— Begin SUPPLIED DATA —

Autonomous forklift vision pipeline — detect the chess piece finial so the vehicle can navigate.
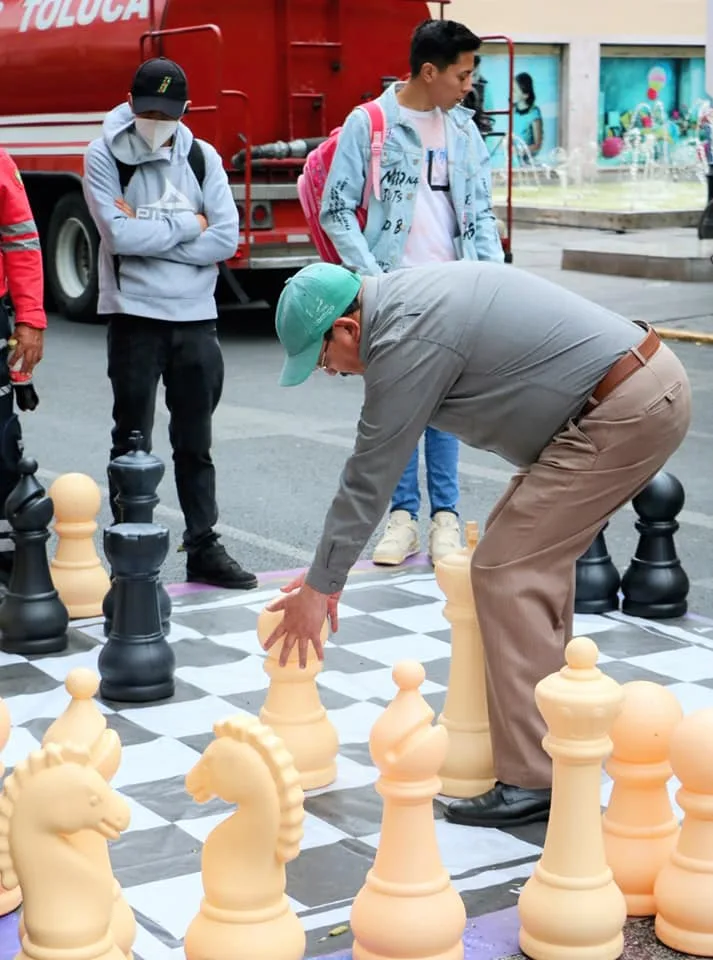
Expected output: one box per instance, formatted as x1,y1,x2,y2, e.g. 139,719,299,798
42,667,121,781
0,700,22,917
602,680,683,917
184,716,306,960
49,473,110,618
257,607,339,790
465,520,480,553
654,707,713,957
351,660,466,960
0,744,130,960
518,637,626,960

— End SUPPLIED DATA —
— Begin SUPPLIED DATA —

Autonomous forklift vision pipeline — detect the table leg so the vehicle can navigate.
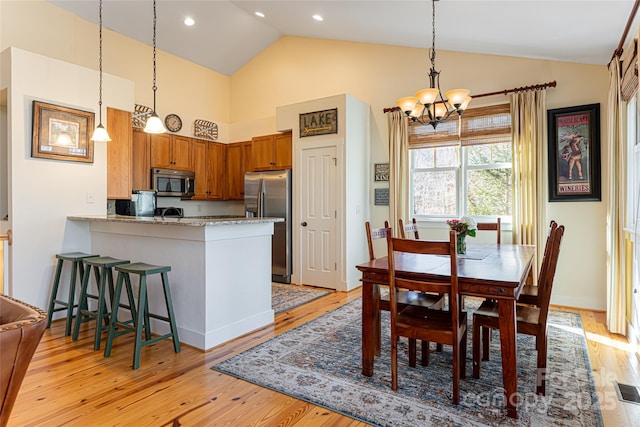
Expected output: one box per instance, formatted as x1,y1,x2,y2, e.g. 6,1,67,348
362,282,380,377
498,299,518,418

— End SUPPLIED DATA —

Output the lines of the records as a numbered list, from the line containing "Autonomous forklift vision pipeline — detect the table" through the line containing "498,299,518,418", inclusive, skipping any blank lines. Leave the pictures out of the list.

## ANSWER TO THE TASK
1. Autonomous forklift vision pipeline — detect the table leg so the vehicle can navigate.
2. Expected output: one box per instance, formatted as x1,y1,x2,y2, e.g. 6,1,67,348
3. 362,282,380,377
4. 498,299,518,418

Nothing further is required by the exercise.